My Old Folk have been staying with me for the last week. They are both in their early eighties but their minds think otherwise, well my dad’s does anyway. My mum suffers from dementia and is continuously reminding me, and the stranger on the bus, that she is over eighty. It’s priceless and I wonder if this pride that comes out, this fascination, isn’t present in all elderly people and that as a collective, they don’t all perceive themselves as having arrived at an age that demands notice on their ability to have survived for as long as they have. There is a fascination, I believe, towards this. They can’t quite believe that they are at an age they once thought was very old.
I’m reminded, everyday, that they were once children, adolescents, new parents, pioneers and middle-aged. They’ve lived in a world that developed the first bottle with a screw top to the Apple Wallet and they’ve handled it all with grace. Difficult grace, sometimes, but grace nonetheless. Yesterday, my Old Folk went to church; afterwards, they decided to walk through Beacon Hill Park to sit on a bench and watch the ducks and the turtles on the pond. We were to meet at a local pub at 2 pm and although they had more than an hour to pass, they preferred this rather than coming home first. I didn’t understand my father’s reasoning but it soon became apparent that this might be the last time they would have the opportunity to enjoy each other’s company in such a beautiful and nostalgic place. They passed the time walking, with their canes, from bench to bench. This endeavour absolutely nourished them. And I totally understand why!

# [EXERCISE REQUIREMENTS]
A – Translate this sentence from the passage about the writer's elderly parents into Spanish: "They passed the time walking, with their canes, from bench to bench."
B – Answer these questions from the passage about the writer's elderly parents.
(i) What age range are both parents in?
(ii) Where did the parents go before walking through Beacon Hill Park?
(iii) At what time were they to meet the writer at the local pub?
C – Resume the passage about the writer's elderly parents, starting right after its final sentence.

# [RECORDED DATA]
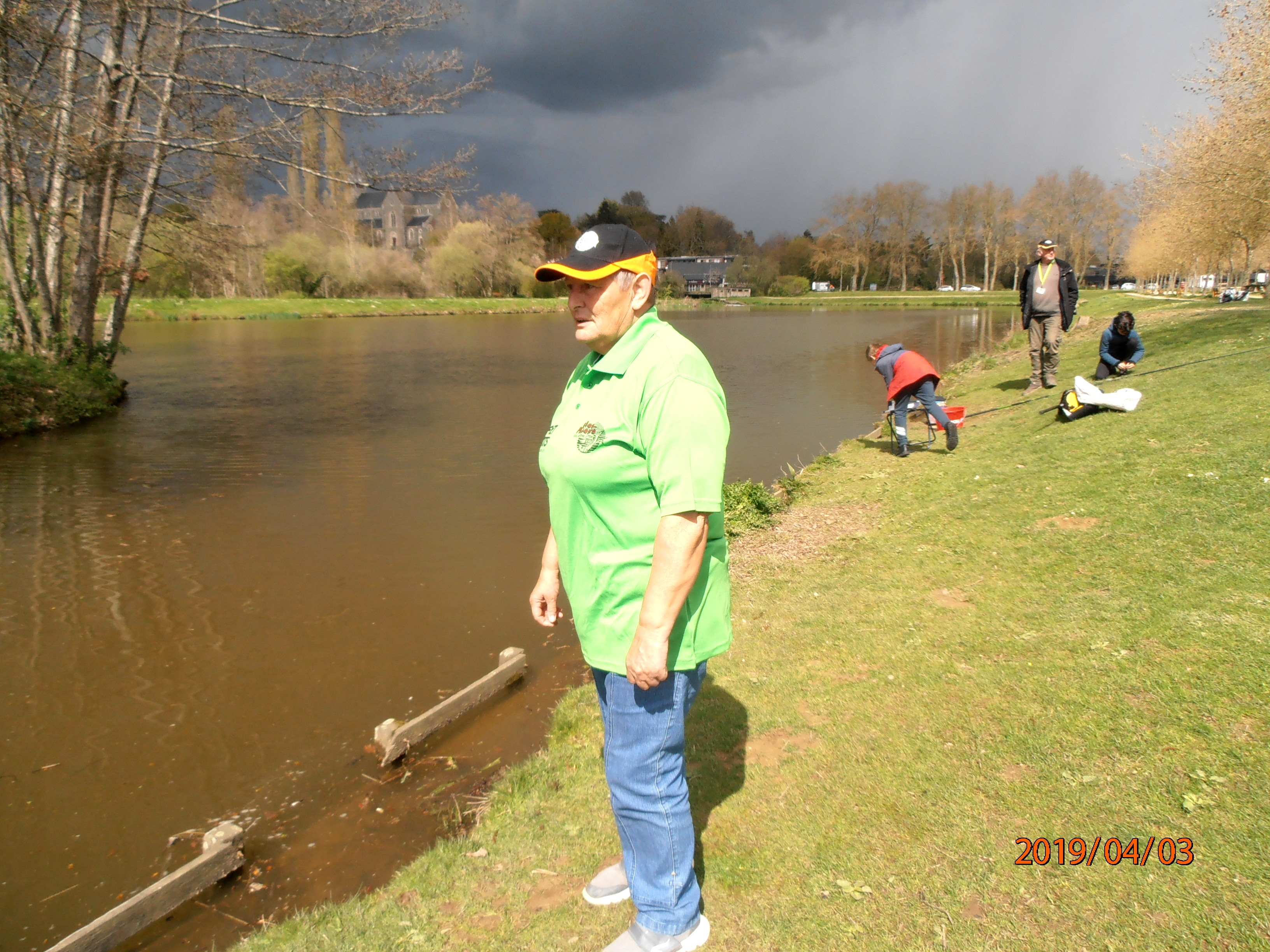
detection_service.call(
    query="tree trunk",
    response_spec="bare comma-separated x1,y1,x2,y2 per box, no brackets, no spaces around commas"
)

# [THE REPLIES]
A – Pasaron el tiempo caminando, con sus bastones, de banco en banco.

B –
(i) Their early eighties.
(ii) To church.
(iii) At 2 pm.

C –
I feel we need to highly respect our Old Folk; after all, they have lived before us, witnessing and experiencing changes in the world and within themselves. They have knowledge to share and their stories are fascinating if we only listen. I, personally, appreciate their wisdom and although they weren’t the perfect parents and I haven’t always appreciated their ways, they did their best and isn’t that all any of us can do? We, ourselves, have made tremendous mistakes with our kids and have hopefully learned, as we have aged ourselves, about our own weaknesses and imperfections. My Old Folk have taught me lessons through their mistakes and achievements and I have passed some of this onto the little people who have shaped my own life. We will continue to proceed with this self-awareness and will change also, one day becoming, hopefully, Old Folk ourselves, doing the best we can in an ever-changing world that we may not always be able to understand but trudging on regardless, finding the little things like the colours of the world, and discovering new understandings of what it is REALLY like to become old.